Segment Start: Material for this exercise

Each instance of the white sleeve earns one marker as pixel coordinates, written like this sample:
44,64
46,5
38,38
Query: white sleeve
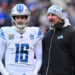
2,50
38,53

Segment End: Material for this exercise

--- Instructions to follow ---
A verbatim copy of the data, pictures removed, is the expected result.

--- Result for this exercise ---
Each instance of the white sleeve earns one marker as pixel coordinates, written like this sample:
44,64
46,5
38,38
Query: white sleeve
2,50
38,53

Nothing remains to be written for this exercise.